■ **Required work**
Copy out exactly every line from the line containing "target | car door" until the records below end, inclusive of both boundary lines.

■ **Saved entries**

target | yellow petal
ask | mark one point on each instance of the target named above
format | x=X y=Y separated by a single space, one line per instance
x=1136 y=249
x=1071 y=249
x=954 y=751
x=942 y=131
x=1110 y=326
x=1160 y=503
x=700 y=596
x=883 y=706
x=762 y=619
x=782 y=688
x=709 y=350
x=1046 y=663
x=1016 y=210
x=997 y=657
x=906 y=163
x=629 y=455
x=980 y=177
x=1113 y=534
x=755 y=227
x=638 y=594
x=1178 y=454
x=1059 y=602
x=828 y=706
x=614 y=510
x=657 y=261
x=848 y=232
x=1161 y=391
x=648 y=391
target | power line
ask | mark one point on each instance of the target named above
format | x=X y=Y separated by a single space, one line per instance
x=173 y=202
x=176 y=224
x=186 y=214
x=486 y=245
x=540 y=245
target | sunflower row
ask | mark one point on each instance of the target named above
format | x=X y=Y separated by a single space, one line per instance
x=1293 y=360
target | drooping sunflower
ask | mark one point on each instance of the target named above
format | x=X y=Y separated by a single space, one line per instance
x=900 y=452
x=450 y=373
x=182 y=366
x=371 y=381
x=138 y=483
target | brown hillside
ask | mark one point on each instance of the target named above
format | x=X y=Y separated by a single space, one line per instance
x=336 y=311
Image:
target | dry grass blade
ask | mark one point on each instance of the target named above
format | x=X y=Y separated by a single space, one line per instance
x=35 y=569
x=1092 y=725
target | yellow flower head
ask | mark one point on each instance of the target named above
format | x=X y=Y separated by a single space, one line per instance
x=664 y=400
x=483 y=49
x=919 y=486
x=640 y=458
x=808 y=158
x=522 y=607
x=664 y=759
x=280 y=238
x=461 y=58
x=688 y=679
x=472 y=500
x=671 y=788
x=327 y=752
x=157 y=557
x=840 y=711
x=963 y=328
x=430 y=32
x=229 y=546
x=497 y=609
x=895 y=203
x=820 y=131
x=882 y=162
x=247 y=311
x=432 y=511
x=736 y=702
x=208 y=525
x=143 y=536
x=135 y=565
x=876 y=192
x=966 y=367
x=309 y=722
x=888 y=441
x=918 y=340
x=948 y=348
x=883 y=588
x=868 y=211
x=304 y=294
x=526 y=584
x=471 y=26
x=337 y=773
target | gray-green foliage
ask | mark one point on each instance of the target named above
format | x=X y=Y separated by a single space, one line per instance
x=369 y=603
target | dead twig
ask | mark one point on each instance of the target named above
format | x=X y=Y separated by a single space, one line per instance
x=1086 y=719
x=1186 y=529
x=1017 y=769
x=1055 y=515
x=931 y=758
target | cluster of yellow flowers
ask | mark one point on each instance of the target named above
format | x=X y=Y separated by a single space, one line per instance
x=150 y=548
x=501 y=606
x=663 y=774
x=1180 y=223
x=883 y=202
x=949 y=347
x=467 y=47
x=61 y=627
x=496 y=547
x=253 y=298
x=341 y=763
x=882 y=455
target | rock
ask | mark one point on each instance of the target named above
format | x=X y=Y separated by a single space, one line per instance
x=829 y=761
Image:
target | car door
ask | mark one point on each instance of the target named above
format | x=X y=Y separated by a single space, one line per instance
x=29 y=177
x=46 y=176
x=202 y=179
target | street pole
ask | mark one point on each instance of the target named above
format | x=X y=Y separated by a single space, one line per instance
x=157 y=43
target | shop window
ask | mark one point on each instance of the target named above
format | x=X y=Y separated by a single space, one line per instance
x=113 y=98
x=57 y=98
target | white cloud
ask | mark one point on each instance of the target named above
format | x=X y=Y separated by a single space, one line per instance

■ **Answer space**
target | car door
ask | mark one point on each instance of the target named above
format | x=X y=Y separated by a single space, one line per instance
x=29 y=177
x=46 y=176
x=202 y=179
target | street pole
ask | mark one point on each instance of the target named above
format | x=X y=Y separated by a single space, one line per instance
x=157 y=43
target | shop window
ask | mark one point on each instance of the target named above
format | x=X y=Y separated by a single space, one line per instance
x=113 y=98
x=57 y=98
target | white cloud
ask | mark one point on each instance of the target named above
format | x=X y=Y separated by a single space, one line per instance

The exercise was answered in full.